- EXERCISE REQUIREMENTS:
1: According to the RPM 4.12.0 alpha post, which four dependency groups does Michael Schroeder say need to be supported?
2: Write the next part of the RPM 4.12.0 alpha post, picking up after its last sentence.

- PASSAGE SHOWN:
---+---
[Rpm-maint] RPM 4.12.0 alpha released

Mark Hatle mark.hatle at windriver.com
Mon Jul 7 17:11:51 UTC 2014


On 7/4/14, 4:34 AM, Michael Schroeder wrote:
> On Thu, Jul 03, 2014 at 03:17:22PM -0500, Mark Hatle wrote:
>> On 6/27/14, 9:41 AM, Panu Matilainen wrote:
>>
>>> - Support for weak dependency tags (suggests, recommends etc)
>>
>> I finally got a chance to look at this, and I'm a bit concerned with what is there.
>>
>> The 'SUGGESTS' and 'ENHANCES' combo should be using the Requires/Provides
>> with the RPMSENSE_MISSINGOK.  This way they are ignored when not available,
>> but directly affect the installer ordering during dependency resolution.
>
> RPMSENSE_MISSINGIOK is a hack and storing Enhances with the Provides
> dependencies makes no sense at all. It's much cleaner to use different
> tags instead of trying to force them into existing tags. And we need
> to support four groups (Suggests,Recommends,Enhances,Supplements).
---+---
- DATA EXCERPT:
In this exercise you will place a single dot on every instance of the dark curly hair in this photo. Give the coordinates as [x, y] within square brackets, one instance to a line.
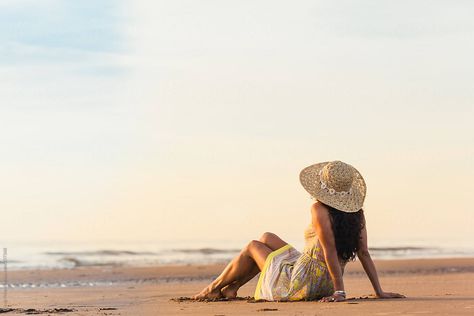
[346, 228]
---+---
- ANSWERS TO THE EXERCISES:
1: Suggests, Recommends, Enhances, and Supplements.

2:
I'm not concerned with enhances.  As far as I know tell enhances really is a 
no-op when it comes to dep solving.

> The dep solver (i.e. the application on top of rpm) mostly uses
> repository metadata and thus does not care much about where the
> deps are stored inside rpm.
>
> Rpm itself uses dependencies both for verification and ordering
> purposes. For verification, the dependencies are not needed at all,
> as they can always be broken. Thus ordering remains. We (SUSE)
> currently ignore weak deps in the ordering step, and I don't know
> of any ordering issue (we have them since 2006).

We (the Yocto Project) -do- use dependencies and produce and use packages with 
the MISSINGOK meta data.  We DO need the ordering because if the ordering is not 
resolved and package 'A' "suggests" package 'B'.. but package 'B' is installed 
later, the post install scripts may run before 'B'... which means we'll get a 
potentially incorrect result.

>> I know the complaint in the past is third party tools don't know how to
>> process MISSINGOK.  (IMHO that's a bug in the external tools, they should
>> be updated.) One alternative could be to use the new weak dependency tags
>> and 'adapt' them to the MISSINGOK internally so that the dep solver could
>> continue to work as it has.  (It still causes some issues for me with the
>> actual package contents/format though.)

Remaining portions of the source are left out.